**Problem to solve**
Copy out every line of the items below, keeping each one identical and omitting the pictures.

[Point-labeling examples]
** begin **

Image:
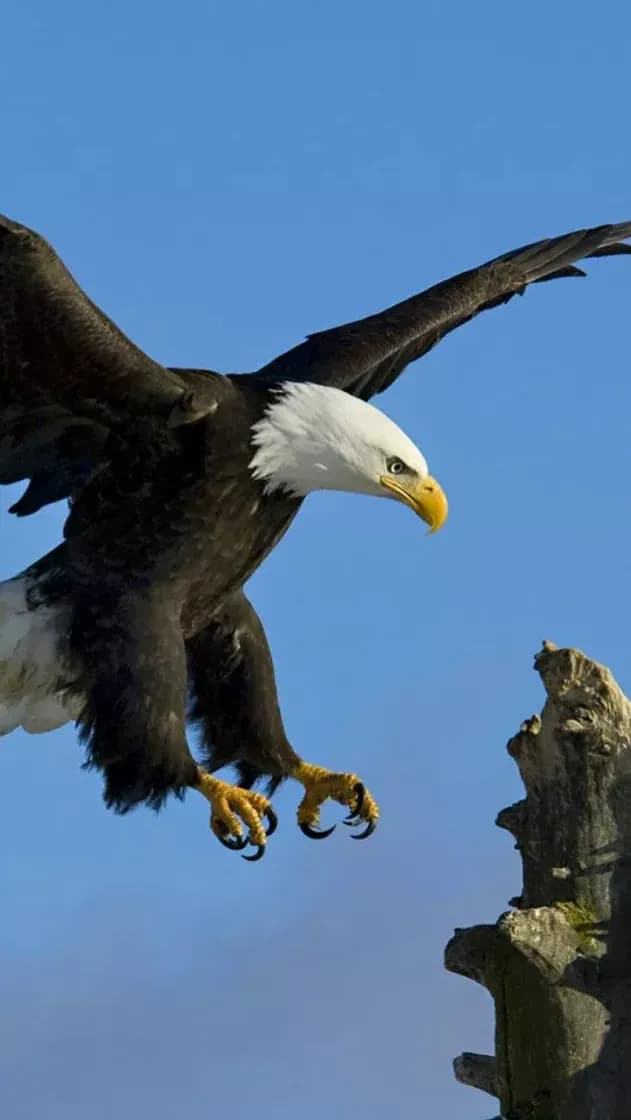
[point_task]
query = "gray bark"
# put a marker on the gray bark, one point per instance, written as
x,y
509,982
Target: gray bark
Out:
x,y
558,966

** end **

**Exercise response**
Image:
[point_task]
query = "gray bark"
# put a marker on the gray bark, one point per instance, written as
x,y
509,982
Target: gray bark
Out:
x,y
558,966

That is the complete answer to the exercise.